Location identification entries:
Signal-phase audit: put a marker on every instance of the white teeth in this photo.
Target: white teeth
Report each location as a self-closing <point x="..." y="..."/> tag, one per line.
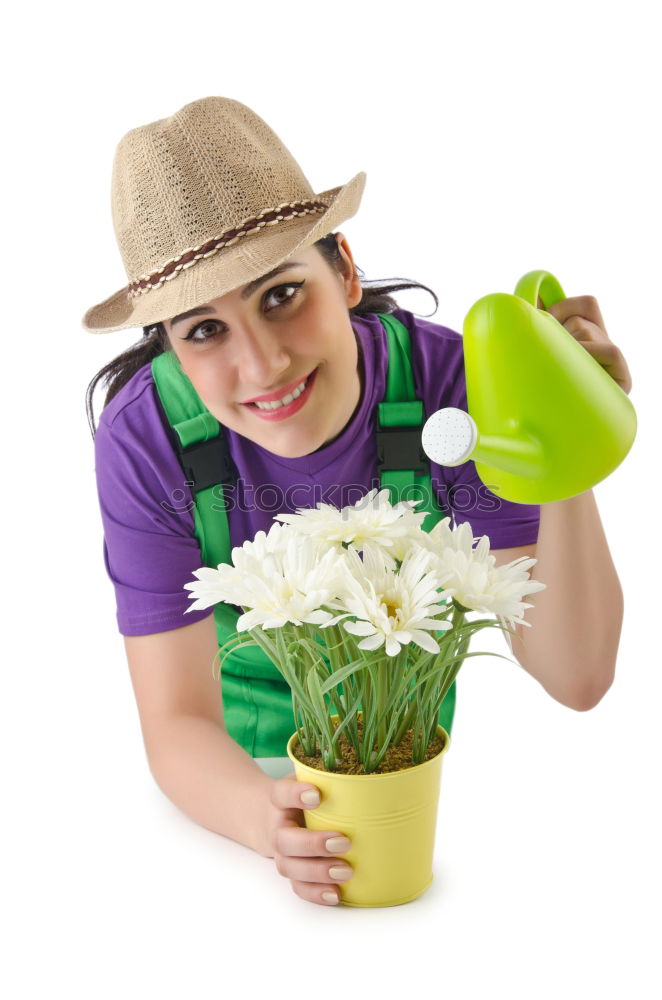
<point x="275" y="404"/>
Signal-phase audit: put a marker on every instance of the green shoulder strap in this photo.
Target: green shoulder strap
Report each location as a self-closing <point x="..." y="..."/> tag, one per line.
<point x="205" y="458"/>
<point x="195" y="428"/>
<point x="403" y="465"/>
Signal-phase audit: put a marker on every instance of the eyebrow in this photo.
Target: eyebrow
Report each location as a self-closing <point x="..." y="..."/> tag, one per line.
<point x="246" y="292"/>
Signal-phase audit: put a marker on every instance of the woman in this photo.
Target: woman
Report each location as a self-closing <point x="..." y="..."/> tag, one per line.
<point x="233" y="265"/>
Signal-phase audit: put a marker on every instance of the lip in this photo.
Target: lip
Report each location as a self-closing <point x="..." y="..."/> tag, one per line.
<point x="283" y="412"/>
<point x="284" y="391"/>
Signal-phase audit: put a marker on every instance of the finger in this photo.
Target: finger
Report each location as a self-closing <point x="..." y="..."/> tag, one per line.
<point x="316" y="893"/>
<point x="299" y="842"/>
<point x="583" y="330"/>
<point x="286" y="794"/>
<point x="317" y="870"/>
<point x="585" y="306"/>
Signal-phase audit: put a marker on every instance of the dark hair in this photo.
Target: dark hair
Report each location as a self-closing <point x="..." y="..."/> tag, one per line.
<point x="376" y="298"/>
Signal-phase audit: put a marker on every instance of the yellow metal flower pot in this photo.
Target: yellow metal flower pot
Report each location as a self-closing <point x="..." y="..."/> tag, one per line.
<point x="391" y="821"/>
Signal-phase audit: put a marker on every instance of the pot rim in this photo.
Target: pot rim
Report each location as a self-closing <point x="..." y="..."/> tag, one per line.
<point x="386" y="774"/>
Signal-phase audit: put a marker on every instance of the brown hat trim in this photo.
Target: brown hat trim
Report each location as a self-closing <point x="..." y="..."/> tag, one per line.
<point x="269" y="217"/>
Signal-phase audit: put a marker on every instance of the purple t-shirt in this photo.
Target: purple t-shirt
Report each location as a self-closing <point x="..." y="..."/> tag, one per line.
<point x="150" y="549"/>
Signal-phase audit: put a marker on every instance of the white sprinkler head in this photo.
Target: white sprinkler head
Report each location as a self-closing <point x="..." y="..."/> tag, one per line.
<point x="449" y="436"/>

> **What is asked**
Please copy the items word for word, starting at the line with "Signal-phase audit: put a marker on every instance of the purple" and continuing through the end of the items.

> **Expected answer**
Signal-phase audit: put a marker on every instance of the purple t-shirt in this photo.
Target: purple t-shirt
Report each location as a self-closing <point x="..." y="..."/> tag, one per line.
<point x="150" y="549"/>
Signal-phase audit: put a marker on every instance of the white sprinkler head in this photo.
Target: white sprinkler head
Report each location as a self-closing <point x="..." y="..."/> tag, one per line.
<point x="449" y="436"/>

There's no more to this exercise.